## [Fragmento del documento]
• • • • • • •

En Montevideo el nueve de octubre de mil novecientos treinta y seis […].

El Señor Juez, siempre en compañía de todos los nombrados, y de la señora madre y de los hermanos de la prevenida, recorrió la finca observando detenidamente todas sus dependencias interiores y exteriores y deja, por su parte, constancia ante el suscripto, que el orden y la prolijidad son características salientes del hogar visitado, llamándole la atención el estado de meticuloso cuidado en que se encuentra el jardín que circunda la casa, -el que solo es atendido por ella y por sus hijos,- según así se lo expresa la señora madre de la procesada […]”.[8]

Lo que encontramos en 1993 fueron los restos de una caída que invirtió lo que fue visto en los años treinta, una historia de locuras que en su devenir produjo, como restos condensados, esas ruinas. Hubo allí un derrumbe material y espiritual que dio mucho que hablar: las leyendas del barrio se nutrieron con el asesinato de modo tal que la estirpe familiar quedó anudada con esos comadreos que produjeron historias fantásticas de cómo en esa casa todos ellos vivieron y murieron a lo largo de varias décadas. Madre e hijos -menos Iris-, condenados y segregados, aislados y locos, morirán allí en la casa de la familia, casi convertida en sepultura ya que por esos muertos no hubo duelo ni sepulcro familiar, solo cenizas dispersas en las tumbas sin nombre del osario municipal, allí donde la ciudad hereda a los muertos abandonados. También Iris, que muere en el hospital, fue enterrada allí. Son estos muertos los que retornan en el decir del vecindario.[9] La casa asediada por ellos asedia al barrio, con sus ruinas y su silencio. Síntoma que no cesa de estar allí. Y por eso, ellos inventan, hablan.[10]

Dicen:

–Cuando Lumen [hijo] me vino a buscar para que viera a su madre, ella le dijo que me mostrara el cuarto de Iris. Ella me dijo entonces que lo que tenía en la pierna se lo había hecho la hija, porque tocaba timbre y ella no le quería abrir porque le tenía miedo, miedo que los matara.

• • • • • • •

## [Datos mostrados]
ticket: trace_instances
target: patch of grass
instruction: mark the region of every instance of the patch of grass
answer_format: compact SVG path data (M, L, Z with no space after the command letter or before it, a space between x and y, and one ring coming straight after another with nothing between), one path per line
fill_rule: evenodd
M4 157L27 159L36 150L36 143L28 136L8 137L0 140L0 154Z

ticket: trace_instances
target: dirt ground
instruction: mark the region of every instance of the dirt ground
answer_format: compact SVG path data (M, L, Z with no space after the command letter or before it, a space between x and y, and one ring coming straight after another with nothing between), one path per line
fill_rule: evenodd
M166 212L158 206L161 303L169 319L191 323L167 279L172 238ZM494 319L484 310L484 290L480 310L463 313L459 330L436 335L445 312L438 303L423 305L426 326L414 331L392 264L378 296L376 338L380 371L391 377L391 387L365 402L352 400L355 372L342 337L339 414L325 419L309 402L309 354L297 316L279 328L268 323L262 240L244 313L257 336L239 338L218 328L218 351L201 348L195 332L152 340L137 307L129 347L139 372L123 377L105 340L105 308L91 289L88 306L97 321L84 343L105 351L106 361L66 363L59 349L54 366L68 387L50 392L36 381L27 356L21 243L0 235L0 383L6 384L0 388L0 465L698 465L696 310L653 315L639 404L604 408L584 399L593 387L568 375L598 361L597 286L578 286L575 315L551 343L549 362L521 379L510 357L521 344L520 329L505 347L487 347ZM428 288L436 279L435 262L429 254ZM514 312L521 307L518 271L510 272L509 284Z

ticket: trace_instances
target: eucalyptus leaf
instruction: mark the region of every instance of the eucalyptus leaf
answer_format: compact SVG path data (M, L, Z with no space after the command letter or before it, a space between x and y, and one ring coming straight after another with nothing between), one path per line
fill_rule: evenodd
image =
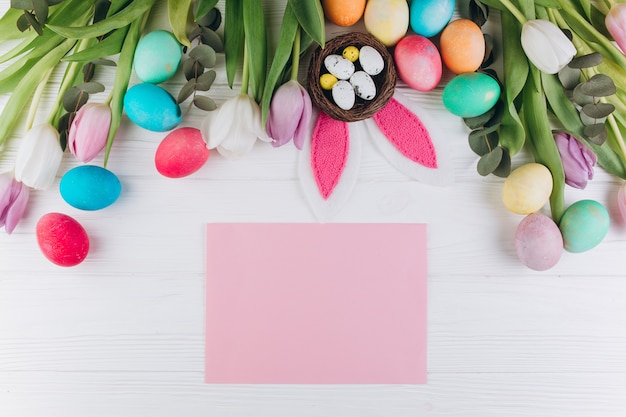
M178 42L191 47L187 37L187 16L191 9L191 0L167 0L167 17L172 28L172 33Z
M491 152L481 156L478 160L478 165L476 166L478 173L483 177L491 174L502 162L503 155L504 150L502 147L498 146Z
M217 109L217 104L215 104L215 101L206 96L195 96L193 98L193 104L201 110L212 111Z

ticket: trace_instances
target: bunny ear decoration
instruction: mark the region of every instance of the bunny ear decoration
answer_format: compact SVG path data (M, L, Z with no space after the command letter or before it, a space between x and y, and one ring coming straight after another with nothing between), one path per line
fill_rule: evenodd
M378 150L398 171L431 185L445 186L454 181L451 150L439 140L445 139L442 124L420 112L419 105L397 89L387 105L363 124Z
M335 120L324 112L305 141L298 161L300 184L320 221L331 219L348 201L358 179L361 141L350 141L351 123Z

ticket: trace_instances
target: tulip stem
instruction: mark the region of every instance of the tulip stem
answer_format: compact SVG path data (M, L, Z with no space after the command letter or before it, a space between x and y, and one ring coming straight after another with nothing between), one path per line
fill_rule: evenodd
M298 67L300 66L300 28L296 29L296 38L291 50L291 80L298 80Z
M50 78L50 74L52 74L52 68L46 71L43 78L39 82L39 85L37 86L35 93L33 94L33 99L30 103L30 109L28 109L28 116L26 117L26 131L27 132L33 127L33 122L35 121L35 114L37 114L37 107L39 106L39 102L41 101L43 90L45 90L46 84L48 84L48 79Z

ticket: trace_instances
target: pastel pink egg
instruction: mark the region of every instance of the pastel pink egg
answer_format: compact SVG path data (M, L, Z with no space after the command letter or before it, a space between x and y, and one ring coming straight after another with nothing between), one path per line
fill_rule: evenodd
M45 214L37 222L35 234L43 255L56 265L78 265L89 253L87 232L66 214Z
M154 155L154 164L161 175L181 178L199 170L209 153L200 130L181 127L161 141Z
M428 38L408 35L394 50L398 76L417 91L430 91L441 80L442 64L439 50Z

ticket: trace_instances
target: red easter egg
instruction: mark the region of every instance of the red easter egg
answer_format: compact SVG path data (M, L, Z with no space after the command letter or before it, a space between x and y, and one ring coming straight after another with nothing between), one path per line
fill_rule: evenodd
M443 65L439 50L428 38L408 35L393 53L398 76L417 91L430 91L439 84Z
M62 213L45 214L35 229L39 249L59 266L81 263L89 252L89 236L72 217Z
M161 141L154 155L154 164L161 175L181 178L199 170L209 153L200 130L181 127Z

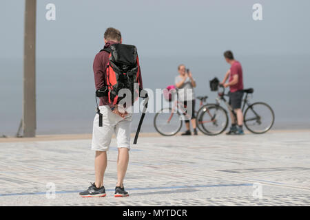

• • • • • • •

## [Preguntas de estudio]
1. Responde según el texto sobre la casa de Montevideo:
(a) ¿Qué le llamó la atención al juez al recorrer la finca?
(b) ¿En qué año se encontraron los restos de la caída?
(c) ¿Dónde murió Iris?
2. Escribe cómo sigue el texto sobre la casa de Montevideo, a partir de donde termina.
Los datos no hacen falta para responder.

## [Respuestas]
1.
(a) El cuidado meticuloso del jardín que rodea la casa.
(b) En 1993.
(c) En el hospital.

2.
Dicen:

–Al otro día la señora hizo que me mostraran el cuarto de Iris. Era el primero de la casa. Ella se estaba quedando allí en esos días. ¡Ah, no pueden imaginar lo que era! Yo tenía miedo que viniera y me agarrara allí. Todo te daba miedo. El espacio donde Iris se acostaba sería un pedacito así, porque todo alrededor estaba ocupado por altos de diarios, ollas… de todo.

Dicen:

–Nosotros teníamos las casas separadas en el frente solo por tejidos, pero ellos alrededor levantaron paredes porque eran nudistas y naturalistas […].

Los rumores estaban allí, frustrados intentos de situarse ante una historia con lo que dicen que dijo que dijeron. Así también dicen:

–Después que él falleció, ellos se desahogaron, ella empezó a hablar, y fue cuando escribió; hizo un escrito sobre su vida, y al mismo tiempo Iris hizo otro, y coincidieron: por eso a ella no la tuvieron presa y estuvo en el Hospital Militar […].

Imágenes y dichos solo son un relámpago que dibuja la oscuridad de un agujero.

Escribe Didi-Huberman:

Hay una fragilidad que conlleva esta aparición fulgurante, puesto que, una vez hechas visibles, las cosas son condenadas a sumergirse de nuevo casi inmediatamente en la oscuridad de su desaparición, al menos de su virtualidad.[11]

Intentemos dar otro paso tras las huellas que las cenizas cubren, pasemos de “ese rescoldo”, al que alude Raimunda, “al gran incendio”. Vayamos de las cenizas al fuego. De los muertos a las huellas eróticas de sus vidas y sus muertes, huellas que algunos de ellos dejaron al franquear el paso a la escritura.

Salir del encandilamiento de las imágenes y de los balbuceos populares lleva a interrogar ciertos escritos aludidos por los vecinos y encontrados en nuestra investigación. ¿Qué pasó allí?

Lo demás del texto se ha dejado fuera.